* [Exercise goal]
Update the passage on reused medieval chess pieces from "The dishes are" through "chess pieces ...", and replace every "chess pieces" with "gaming pieces".
═══ Passage
Researching medieval chess pieces, we may every now and then come across chess pieces which have been redistributed and used in another context.

The most famous ones are the crystal set in Charlemagne's Cathedral in Aachen, Germany...

... specifically in the pulpit erected in the early eleventh century

The magnificent Golden Pulpit was commissioned by Emperor Heinrich II and built between 1002 and 1014. The inscription on the upper and lower edges clearly identifies REX PIVS HEINRICVS as the donor. It is covered in gold and adorned with jewels and precious objects, including ancient glass bowls.

The dishes are not the only unusual decorations: there are also six pagan ivory reliefs from Egypt, dating from the sixth century. And a set of reused chess pieces. The pieces, made of chalcedony and agate, are pressed into the decoration, all of them in a quadrate around the glass bowls. All 16 officers of the set are the cornerstones, and some of the pawns are in between. [Images: Wikipedia]

Image of reused chess pieces, from Kluge-Pinsker (Kluge-Pinsker 1991, 32)

The same thing happened in Spain: above you see rock crystal chess pieces ...

... from San Millan de la Cogolla (La Rioja, Spain), 10th Century

There are examples of reuse in different manners, too, and I will first give three examples where the church is not the perpetrator: the first one is the Clonard queen, found in a bog in County Meath, Ireland, in 1817. As I don't have any decent frontal image, the best I can do is show a drawing:

The hole, though, clearly seen on the images, was probably made in order to use the piece as a part of a necklace. The same use is probably the reason why a queen from the National Museum of Copenhagen (right) has lost part of her canopy. We can clearly see the traces of two holes on the sides at the top of the piece.

The size and shape of the piece seems to have been of little importance. In Historiska Museet in Stockholm, Sweden, the queen is mounted on a stallion. [Images: Gothic Ivories]. There are reasons to assume that these figures were reused as personal finery. However, the next piece from the Øm cloister, Denmark, has never been a part of a necklace.
══════
═══ Supplied records
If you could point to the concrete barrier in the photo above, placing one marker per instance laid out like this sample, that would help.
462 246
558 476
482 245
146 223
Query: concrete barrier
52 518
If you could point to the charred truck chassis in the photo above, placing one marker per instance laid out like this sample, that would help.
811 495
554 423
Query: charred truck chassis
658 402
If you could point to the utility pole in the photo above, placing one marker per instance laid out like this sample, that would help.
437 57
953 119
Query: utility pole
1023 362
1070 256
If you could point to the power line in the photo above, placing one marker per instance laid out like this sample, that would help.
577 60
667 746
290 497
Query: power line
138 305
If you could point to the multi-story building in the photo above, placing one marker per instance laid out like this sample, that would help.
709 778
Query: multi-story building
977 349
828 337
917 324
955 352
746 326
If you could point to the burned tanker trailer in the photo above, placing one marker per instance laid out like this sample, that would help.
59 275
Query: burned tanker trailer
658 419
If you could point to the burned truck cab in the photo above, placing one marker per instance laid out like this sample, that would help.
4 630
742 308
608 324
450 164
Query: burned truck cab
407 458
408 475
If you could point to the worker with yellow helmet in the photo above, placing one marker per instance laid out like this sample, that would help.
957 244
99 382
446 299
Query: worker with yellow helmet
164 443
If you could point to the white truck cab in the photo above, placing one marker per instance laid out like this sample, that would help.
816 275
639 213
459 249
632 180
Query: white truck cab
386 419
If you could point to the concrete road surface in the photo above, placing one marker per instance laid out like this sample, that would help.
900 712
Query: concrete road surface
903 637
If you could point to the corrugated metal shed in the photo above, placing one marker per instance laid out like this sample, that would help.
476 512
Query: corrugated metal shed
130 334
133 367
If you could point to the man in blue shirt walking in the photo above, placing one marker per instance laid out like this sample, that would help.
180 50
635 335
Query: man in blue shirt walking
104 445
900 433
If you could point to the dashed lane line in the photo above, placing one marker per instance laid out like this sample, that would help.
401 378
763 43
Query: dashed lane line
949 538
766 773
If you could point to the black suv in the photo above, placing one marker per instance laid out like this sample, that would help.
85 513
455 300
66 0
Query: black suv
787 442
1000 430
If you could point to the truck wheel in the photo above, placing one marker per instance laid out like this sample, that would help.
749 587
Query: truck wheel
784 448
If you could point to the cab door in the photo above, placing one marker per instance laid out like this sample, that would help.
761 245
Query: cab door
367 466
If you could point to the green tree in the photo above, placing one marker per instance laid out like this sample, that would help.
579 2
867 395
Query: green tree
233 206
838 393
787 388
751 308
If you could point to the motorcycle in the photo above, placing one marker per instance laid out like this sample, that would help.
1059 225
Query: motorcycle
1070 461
══════
═══ Supplied records
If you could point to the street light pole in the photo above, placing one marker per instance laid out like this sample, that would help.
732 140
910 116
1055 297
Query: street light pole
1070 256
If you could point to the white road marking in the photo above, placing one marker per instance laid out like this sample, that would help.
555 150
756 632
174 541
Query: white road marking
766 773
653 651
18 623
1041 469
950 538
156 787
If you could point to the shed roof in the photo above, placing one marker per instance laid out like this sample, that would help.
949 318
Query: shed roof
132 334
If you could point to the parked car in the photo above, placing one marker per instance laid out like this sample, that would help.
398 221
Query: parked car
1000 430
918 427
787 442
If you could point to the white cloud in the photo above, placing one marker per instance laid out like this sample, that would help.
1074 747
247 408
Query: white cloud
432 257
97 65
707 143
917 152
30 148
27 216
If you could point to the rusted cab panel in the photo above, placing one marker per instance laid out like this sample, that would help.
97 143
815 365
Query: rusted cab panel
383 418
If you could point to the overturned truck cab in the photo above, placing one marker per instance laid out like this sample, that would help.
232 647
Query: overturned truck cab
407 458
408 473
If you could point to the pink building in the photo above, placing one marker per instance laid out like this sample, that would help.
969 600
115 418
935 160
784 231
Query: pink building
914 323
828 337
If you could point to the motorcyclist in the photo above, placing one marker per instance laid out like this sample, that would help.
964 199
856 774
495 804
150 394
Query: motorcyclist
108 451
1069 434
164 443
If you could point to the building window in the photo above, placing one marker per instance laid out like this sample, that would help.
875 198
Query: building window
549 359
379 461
══════
* [Task output]
The dishes are not the only unusual decorations: there are also six pagan ivory reliefs from Egypt, dating from the sixth century. And a set of reused gaming pieces. The pieces, made of chalcedony and agate, are pressed into the decoration, all of them in a quadrate around the glass bowls. All 16 officers of the set are the cornerstones, and some of the pawns are in between. [Images: Wikipedia]

Image of reused gaming pieces, from Kluge-Pinsker (Kluge-Pinsker 1991, 32)

The same thing happened in Spain: above you see rock crystal gaming pieces ...